» Tâche demandée 1
D'après le texte source, combien pesait à peu près la masse de l'éboulement qui a bloqué les 33 mineurs ?

» Texte source
Ça y est, ils sont sortis !
Le président chilien Sebastián Piñera a tiré tous les bénéfices du spectacle, les sondages ont grimpé à toute volée. Il aura été « le premier » à leur parler devant les caméras, « le premier » à leur donner l'accolade, « le premier » à leur présenter sa femme… tout comme les grandes marques internationales ont voulu être « les premières » à leur avoir envoyé du shampoing, de la mousse à raser, des baskets… et les journalistes « les premiers » à recueillir le premier baiser, la première sortie dans la rue, le premier verre de vin, le premier réveil…
Mais demain ? Demain ils seront aussi les premiers à les oublier. Comme on a oublié les 23 autres mineurs, morts et officiellement enregistrés (sans compter les autres qui n'auront pas été déclarés) dans les mines chiliennes en 2009.
Qu'en pensent « los 33 » ?
Les 33 mineurs attrapés depuis le 5 août après un éboulement d'une masse pesant environ 700 000 tonnes, n'en attendaient pas tant. Eux, ce dont ils rêvaient, c'était d'abord qu'on les trouve, puis qu'on les sorte vivants de l'enfer. Ils ont résisté, ils ont tenu le coup. Et leur arrivée, après ce long tunnel-cordon-ombilical qui les reliait à la lumière de cette nuit du 13 octobre, est un véritable hommage à la vie. Un hommage qu'ils ont (et nous avec eux, en direct), vécu avec les tripes. Et ce malgré le spectacle, le show et tout le reste.
Aujourd'hui, la fête les prend, ne les laisse pas s'échapper, mais au fond d'eux, quelque chose semble éteint. Ça se voit, ça se palpe. Il suffit de les regarder quand la caméra s'écarte. Les yeux qui se perdent dans le vide. Le rictus, le sourire forcé.
Quelques mineurs ont compris que les médias en soif de stars, leurs jetaient des paillettes, et qu'il faut en profiter tant que ça dure. La plupart ont saisi qu'ils pouvaient monnayer leur histoire à coups de millions pour s'assurer un avenir moins sombre que celui d'un simple mineur. Et qui songerait à s'en offusquer, après deux mois d'un cirque qui a rapporté des milliards à toutes les entreprises qui ont su en profiter…
D'autres s'enferment derrière des lunettes sombres, se protègent. Mais ça, il n'y a que les très proches parents qui le voient. Le cauchemar des 33 mineurs n'est pas vraiment terminé. A partir de maintenant, un autre cauchemar commence, celui qui consiste à faire face aux images du fond qui reviendront toujours, d'intégrer ce vécu pour qu'il ne les submerge pas, qu'il ne les empêche pas de vivre.

» Listing fourni
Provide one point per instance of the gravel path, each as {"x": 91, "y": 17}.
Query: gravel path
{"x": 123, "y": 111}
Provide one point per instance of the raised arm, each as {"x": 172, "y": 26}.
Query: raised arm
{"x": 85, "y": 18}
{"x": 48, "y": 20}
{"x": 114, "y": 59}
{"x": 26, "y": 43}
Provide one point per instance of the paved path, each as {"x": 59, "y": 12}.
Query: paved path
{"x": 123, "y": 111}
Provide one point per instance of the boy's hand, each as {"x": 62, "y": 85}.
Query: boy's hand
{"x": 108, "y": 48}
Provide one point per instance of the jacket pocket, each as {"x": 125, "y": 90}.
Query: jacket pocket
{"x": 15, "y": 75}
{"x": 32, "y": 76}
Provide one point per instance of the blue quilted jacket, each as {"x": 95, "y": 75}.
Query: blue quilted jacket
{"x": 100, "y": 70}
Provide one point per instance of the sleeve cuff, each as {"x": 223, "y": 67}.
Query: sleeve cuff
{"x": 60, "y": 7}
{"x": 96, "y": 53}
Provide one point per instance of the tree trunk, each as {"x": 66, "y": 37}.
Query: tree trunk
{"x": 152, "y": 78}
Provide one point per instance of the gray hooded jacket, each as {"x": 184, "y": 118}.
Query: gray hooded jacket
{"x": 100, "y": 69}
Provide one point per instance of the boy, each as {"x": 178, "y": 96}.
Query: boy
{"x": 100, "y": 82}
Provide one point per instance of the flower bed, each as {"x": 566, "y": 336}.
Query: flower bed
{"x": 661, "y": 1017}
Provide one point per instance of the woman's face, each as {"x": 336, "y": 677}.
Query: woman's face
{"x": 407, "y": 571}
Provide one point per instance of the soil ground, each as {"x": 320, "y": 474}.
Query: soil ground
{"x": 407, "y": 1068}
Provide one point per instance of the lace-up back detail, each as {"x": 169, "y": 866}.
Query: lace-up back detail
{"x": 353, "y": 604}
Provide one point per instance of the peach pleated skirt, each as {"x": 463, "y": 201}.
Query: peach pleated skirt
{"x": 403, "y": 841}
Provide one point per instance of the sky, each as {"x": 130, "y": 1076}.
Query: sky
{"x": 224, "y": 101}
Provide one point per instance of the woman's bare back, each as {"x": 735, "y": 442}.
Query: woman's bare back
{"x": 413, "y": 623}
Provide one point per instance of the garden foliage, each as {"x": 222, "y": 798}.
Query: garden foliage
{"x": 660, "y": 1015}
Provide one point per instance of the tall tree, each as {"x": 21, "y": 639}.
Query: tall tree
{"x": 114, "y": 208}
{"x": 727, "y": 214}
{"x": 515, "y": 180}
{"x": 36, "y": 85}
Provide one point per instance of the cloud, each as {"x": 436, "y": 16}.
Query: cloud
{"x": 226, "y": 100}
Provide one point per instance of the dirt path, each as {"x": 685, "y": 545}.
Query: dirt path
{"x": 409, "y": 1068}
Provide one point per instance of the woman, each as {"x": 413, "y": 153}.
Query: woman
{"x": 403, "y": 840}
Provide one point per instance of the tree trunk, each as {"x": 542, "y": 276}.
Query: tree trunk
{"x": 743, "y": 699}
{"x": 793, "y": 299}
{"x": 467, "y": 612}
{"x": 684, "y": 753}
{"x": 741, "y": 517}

» Tâche demandée 2
Indiquez le nombre de lignes du listing qui contiennent la chaîne « lace ». Donnez uniquement ce nombre.

» Résultat attendu 1
Environ 700 000 tonnes.

» Résultat attendu 2
2